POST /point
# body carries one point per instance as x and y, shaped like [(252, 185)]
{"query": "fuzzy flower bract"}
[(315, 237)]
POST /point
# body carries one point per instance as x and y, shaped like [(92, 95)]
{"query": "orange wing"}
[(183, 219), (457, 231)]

+---+

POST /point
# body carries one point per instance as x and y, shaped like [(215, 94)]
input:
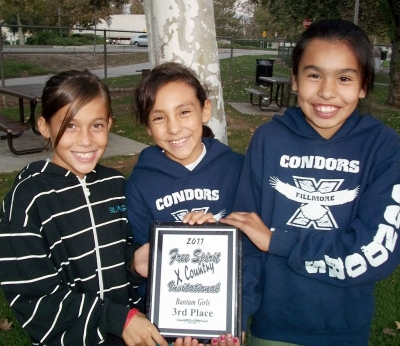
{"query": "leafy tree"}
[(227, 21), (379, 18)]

+---+

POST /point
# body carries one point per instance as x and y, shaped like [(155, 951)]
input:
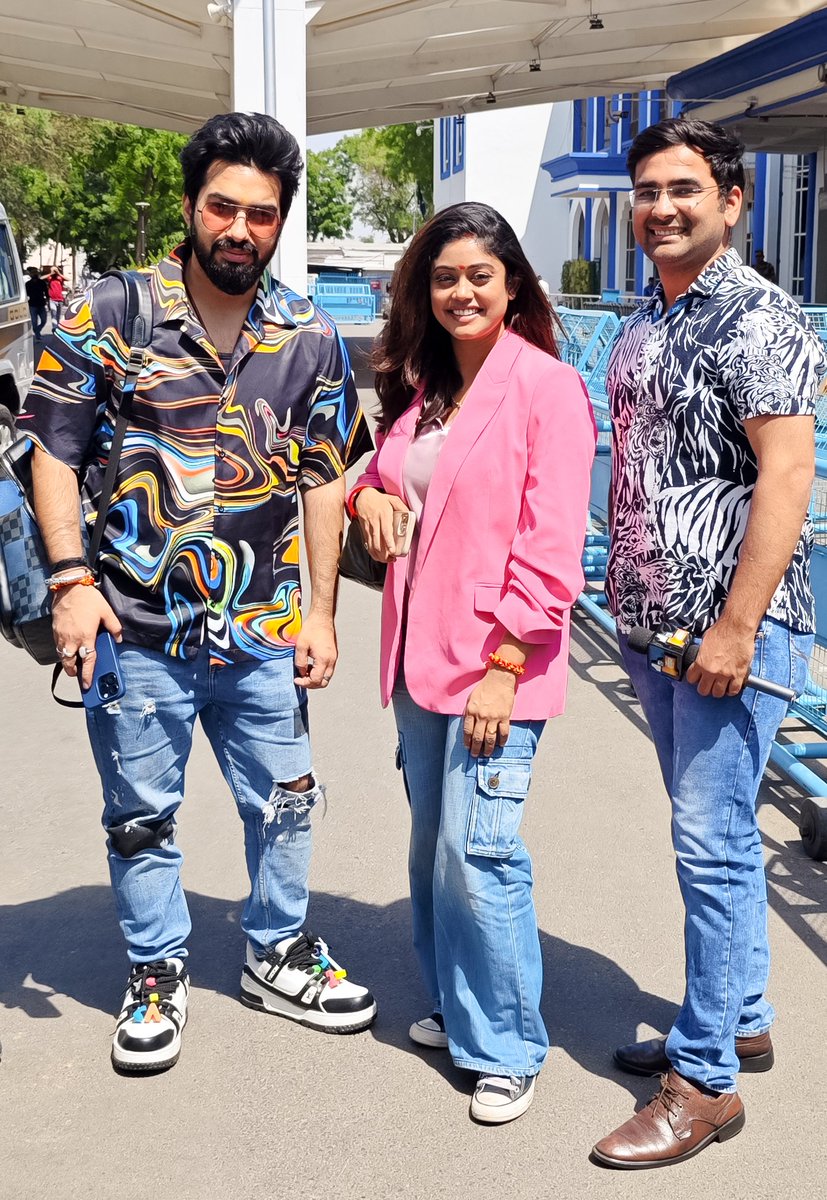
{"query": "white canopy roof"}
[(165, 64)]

+---+

■ Activity: Note each line above that holds "body", then copy all of them.

■ Solution to the problem:
# body carries one point per instance as x and y, shaped like [(252, 185)]
# body carries one point per instance as x and y, shaped like [(92, 95)]
# body carries one point per instance as x and y, shaped like [(215, 94)]
# body carries one point per instance as x and y, shaped like [(155, 951)]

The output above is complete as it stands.